TASK DIRECTIONS:
Please recast the records from the line containing "Task: annotate each instance of the yellow" through the end of the records as a two-column CSV with one row per record, using the columns instruction and points. Put each record's text and its answer in single quoted fields, replacing line breaks with spaces.

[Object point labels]
^^^^^^^^^^^^^^^^

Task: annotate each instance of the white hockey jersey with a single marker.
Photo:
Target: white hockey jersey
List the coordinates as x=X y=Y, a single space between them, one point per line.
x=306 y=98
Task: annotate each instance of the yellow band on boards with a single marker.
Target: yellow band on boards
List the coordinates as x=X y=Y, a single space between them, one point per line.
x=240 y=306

^^^^^^^^^^^^^^^^

TASK SOLUTION:
instruction,points
"Task: annotate each instance of the yellow band on boards with a single marker. Target: yellow band on boards List the coordinates as x=X y=Y, a single space between them, one point per line.","x=240 y=306"